▸ WHAT YOU HAVE TO DO
Copy everything in the records below from the line containing "Reviewer note: verify one keypoint per instance of the fallen" down to the end of the records, requests included. Multiply each coordinate in the answers by 1.15, rounding to whole numbers with halves rounded up.

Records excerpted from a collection
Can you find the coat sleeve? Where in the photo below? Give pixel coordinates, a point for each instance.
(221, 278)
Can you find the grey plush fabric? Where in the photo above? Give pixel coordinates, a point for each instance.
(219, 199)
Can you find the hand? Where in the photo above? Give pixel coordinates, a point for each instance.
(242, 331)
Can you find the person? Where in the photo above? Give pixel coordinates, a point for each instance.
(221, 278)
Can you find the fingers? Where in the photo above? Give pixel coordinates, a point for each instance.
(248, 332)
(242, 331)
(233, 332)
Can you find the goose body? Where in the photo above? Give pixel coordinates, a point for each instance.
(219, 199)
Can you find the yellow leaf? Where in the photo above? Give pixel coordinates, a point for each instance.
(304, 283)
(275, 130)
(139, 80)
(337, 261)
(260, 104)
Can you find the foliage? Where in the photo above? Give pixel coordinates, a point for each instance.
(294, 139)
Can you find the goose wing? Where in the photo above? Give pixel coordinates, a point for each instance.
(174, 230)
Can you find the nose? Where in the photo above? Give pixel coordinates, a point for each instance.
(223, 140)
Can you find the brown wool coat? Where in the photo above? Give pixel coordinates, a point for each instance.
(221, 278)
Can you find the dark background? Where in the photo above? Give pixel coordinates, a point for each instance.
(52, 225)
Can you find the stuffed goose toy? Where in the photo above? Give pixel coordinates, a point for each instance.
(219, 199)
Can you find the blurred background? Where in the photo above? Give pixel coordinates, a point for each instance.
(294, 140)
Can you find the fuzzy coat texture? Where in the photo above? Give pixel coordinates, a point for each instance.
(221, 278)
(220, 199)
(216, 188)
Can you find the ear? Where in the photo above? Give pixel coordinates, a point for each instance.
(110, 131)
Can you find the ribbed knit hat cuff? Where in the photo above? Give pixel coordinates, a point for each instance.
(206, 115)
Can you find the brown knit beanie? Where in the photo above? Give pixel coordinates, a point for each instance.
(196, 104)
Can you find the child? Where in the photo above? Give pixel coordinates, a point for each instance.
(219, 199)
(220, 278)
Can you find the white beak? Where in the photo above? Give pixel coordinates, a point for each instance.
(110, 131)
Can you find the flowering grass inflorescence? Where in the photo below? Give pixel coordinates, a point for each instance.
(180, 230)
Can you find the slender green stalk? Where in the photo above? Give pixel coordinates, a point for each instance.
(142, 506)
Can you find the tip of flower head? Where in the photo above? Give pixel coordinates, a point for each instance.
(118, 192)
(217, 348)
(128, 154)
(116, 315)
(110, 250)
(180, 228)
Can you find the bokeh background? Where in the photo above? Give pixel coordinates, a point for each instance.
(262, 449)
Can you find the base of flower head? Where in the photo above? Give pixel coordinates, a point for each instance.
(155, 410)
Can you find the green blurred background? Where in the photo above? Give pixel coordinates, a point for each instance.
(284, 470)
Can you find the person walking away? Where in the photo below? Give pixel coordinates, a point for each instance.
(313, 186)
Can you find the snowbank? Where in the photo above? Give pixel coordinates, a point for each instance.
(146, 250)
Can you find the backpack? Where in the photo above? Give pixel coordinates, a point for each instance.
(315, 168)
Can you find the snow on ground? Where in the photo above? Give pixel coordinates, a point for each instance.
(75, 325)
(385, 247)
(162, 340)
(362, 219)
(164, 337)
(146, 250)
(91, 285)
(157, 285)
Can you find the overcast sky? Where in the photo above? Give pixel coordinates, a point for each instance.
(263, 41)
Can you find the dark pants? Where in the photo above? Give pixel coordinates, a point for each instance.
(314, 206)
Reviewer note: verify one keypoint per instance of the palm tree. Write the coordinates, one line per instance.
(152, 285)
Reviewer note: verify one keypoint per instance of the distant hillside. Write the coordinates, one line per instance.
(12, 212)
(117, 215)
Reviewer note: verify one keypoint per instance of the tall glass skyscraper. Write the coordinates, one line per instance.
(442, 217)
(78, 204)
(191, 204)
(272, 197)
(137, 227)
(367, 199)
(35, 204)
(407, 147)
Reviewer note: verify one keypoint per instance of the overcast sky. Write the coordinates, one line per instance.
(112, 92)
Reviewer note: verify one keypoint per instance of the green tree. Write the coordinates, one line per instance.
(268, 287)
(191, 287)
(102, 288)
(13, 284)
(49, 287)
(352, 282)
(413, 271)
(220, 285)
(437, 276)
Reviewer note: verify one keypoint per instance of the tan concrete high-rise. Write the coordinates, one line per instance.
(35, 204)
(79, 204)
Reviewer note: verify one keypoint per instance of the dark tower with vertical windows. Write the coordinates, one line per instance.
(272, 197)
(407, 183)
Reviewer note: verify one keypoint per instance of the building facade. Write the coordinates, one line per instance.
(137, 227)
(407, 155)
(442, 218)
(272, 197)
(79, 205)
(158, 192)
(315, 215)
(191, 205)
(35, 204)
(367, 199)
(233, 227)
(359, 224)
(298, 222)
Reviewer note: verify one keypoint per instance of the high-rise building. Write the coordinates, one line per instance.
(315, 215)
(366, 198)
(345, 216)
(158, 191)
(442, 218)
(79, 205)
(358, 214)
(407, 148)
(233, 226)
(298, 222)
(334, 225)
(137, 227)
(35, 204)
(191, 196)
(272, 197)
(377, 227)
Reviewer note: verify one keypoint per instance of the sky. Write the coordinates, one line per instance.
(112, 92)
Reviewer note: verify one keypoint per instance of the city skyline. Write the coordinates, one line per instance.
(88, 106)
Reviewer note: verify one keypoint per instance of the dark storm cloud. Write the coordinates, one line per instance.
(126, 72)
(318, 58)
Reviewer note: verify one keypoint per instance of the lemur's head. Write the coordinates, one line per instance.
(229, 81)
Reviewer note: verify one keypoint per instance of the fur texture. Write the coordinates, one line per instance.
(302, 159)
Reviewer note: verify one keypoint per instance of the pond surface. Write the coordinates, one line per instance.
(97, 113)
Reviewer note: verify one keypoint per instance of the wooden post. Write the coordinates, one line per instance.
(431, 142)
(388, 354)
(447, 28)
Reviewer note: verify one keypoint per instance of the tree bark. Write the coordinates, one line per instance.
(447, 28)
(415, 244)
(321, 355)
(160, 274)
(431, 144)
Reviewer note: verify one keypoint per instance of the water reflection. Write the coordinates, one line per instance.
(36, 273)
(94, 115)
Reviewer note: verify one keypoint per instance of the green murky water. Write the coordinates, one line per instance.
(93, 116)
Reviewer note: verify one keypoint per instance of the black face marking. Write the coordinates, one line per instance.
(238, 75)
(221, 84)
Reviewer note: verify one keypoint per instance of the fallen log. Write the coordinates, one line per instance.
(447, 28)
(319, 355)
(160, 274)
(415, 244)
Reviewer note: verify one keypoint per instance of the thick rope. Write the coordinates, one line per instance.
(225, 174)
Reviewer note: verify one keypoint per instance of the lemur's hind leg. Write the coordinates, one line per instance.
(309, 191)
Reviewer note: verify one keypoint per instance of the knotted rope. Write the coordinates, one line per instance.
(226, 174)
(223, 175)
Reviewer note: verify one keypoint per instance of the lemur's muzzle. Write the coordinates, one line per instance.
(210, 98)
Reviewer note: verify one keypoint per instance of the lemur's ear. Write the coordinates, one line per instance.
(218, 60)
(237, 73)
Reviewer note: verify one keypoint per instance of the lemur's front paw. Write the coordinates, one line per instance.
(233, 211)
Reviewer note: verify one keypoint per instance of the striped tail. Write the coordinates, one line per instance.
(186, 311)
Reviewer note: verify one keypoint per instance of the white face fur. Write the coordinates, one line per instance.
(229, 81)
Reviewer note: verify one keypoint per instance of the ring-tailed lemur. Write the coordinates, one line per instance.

▸ CORRECT RESPONSE
Reviewer note: verify one keypoint per instance of the fallen log. Write the coordinates, one line per instance.
(514, 32)
(367, 408)
(184, 315)
(477, 281)
Reviewer note: verify one keypoint per instance of the thick rope. Write the coordinates, one line per instance.
(259, 200)
Reviewer note: verify one keypoint per instance of the lemur's hind leg. Write the coordinates, one line per instance.
(355, 220)
Reviewer note: verify one keypoint per instance of the knotted rope. Write the coordinates, one line per instance.
(260, 200)
(256, 201)
Reviewer note: verify one keypoint per instance of the lemur's muzzle. Write the coordinates, one line per instance.
(242, 113)
Reviewer note: verify one keypoint per instance of the lemur's ear. Write the coordinates, one line per instance.
(251, 69)
(273, 84)
Reviewer note: verify one keypoint per instance of the lemur's front paw. Write the coordinates, one line per instance.
(268, 243)
Reviewer note: verify one keypoint per instance of the striped tail. Write the coordinates, one line per instance.
(214, 358)
Reviewer note: verify one keypoint per instance of the white face fur. Write the coordinates, one line per instance.
(263, 93)
Reviewer note: verify one keypoint per instance of the ring-tailed lemur. Write the coordinates, one line per instance.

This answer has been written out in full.